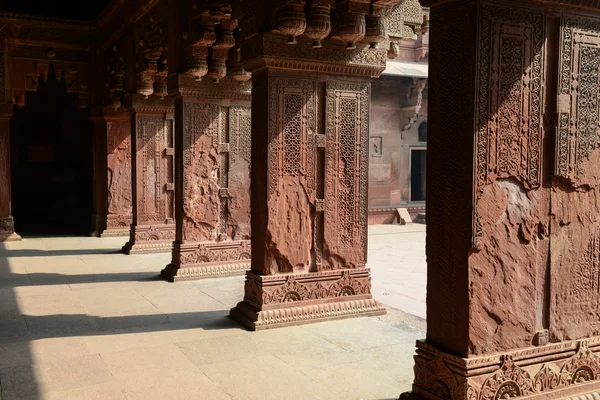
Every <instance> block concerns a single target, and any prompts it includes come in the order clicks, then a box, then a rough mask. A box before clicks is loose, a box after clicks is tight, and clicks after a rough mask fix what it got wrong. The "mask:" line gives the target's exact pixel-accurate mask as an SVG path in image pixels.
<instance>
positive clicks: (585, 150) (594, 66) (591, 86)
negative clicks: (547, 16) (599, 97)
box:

━━━━━━━━━━━━━━━━

_Exercise prompt_
If a line in the records above holds the string "clicks", copy it out.

_Exercise answer_
Every <instance> block concerns a single target, and any prompts it includes come in the order clicks, then a box, then a rough mask. A box before clicks is loose, a box after clicks is tight, and clicks after a rough mask fix what it got wrong. The "mask:" line gives the target's exact pixel-accurate mask as an SVG path in image pixels.
positive clicks: (585, 150) (594, 66) (591, 86)
negative clicks: (547, 16) (599, 97)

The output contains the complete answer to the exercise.